◆ SET PROBLEM 1
Please write out the part of the tapestry passage between "In the final" and "possible in pencil.", inclusive, with every character unchanged.

-- Begin SOURCE TEXT --

In the final weeks of the semester, the class divided the tapestry up into sections, with each of the 13 students—as well as Garrison herself, who said she felt she needed to “have some skin in the game”—taking on four to six consecutive scenes and recreating them as faithfully as possible in pencil.
During the poster session, in addition to explaining the significance and context of the scenes along the tapestry, students shared their thoughts on their individual areas of focus, which ranged from the lack of female representation in the tapestry to the history-is-written-by-the-winners bias of the narrative. They discussed the knowns and unknowns concerning the tapestry’s origins as well as the limitations of their expertise, given that only one student had seen the tapestry in person. And they admitted that copying the tapestry in pencil turned out to be far more challenging and time consuming than they had anticipated.
Garrison explained that the facsimile wasn’t meant to be a test of students’ artistic skills but rather a way to more deeply study the tapestry. “I wanted to make sure students emerged from the class with a capacity to look closely and to see what kinds of questions emerge as one becomes familiar with a particular thing,” she said.
Despite the difficulty of drawing the tapestry, students unanimously recommended that Garrison integrate the same final project the next time she offers the class. “What I hadn’t realized is just how invested the students were in it,” Garrison said, “and I also hadn’t realized that it became a lesson in humility for us all. This thing is huge!”

-- End SOURCE TEXT --
-- Begin ENTRIES --

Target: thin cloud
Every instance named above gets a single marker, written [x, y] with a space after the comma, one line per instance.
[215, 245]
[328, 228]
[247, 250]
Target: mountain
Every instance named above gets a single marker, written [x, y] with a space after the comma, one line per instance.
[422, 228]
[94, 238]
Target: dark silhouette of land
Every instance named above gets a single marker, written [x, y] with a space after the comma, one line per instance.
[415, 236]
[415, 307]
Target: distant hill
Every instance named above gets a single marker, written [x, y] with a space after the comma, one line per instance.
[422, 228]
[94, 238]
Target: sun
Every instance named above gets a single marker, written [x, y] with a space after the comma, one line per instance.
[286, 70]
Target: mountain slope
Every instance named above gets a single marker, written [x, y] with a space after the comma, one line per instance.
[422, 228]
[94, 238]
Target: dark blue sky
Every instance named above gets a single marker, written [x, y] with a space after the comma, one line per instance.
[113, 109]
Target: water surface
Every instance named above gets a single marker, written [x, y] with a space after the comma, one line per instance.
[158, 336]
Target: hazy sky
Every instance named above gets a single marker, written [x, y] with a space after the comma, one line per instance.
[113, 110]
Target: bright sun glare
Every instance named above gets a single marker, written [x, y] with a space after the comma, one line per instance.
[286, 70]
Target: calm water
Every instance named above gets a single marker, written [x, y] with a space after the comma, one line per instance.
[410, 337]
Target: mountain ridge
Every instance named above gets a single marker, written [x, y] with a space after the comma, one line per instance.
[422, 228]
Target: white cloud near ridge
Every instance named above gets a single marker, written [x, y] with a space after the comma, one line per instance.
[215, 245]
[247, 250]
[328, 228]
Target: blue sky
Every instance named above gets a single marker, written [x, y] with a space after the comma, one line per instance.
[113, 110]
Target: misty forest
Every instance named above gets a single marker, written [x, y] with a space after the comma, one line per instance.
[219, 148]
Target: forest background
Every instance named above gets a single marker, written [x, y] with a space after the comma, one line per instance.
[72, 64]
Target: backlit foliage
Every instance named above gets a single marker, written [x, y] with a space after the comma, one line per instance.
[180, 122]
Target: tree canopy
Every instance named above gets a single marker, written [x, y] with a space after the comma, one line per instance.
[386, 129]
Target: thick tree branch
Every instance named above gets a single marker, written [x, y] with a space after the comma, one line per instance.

-- End ENTRIES --

◆ SET PROBLEM 2
Find each line in the entries that contains the word "ridge", treating uppercase and lowercase as different, and copy those lines in full.

◆ EXERCISE SOLUTION 1
In the final weeks of the semester, the class divided the tapestry up into sections, with each of the 13 students—as well as Garrison herself, who said she felt she needed to “have some skin in the game”—taking on four to six consecutive scenes and recreating them as faithfully as possible in pencil.

◆ EXERCISE SOLUTION 2
Target: mountain ridge
Target: white cloud near ridge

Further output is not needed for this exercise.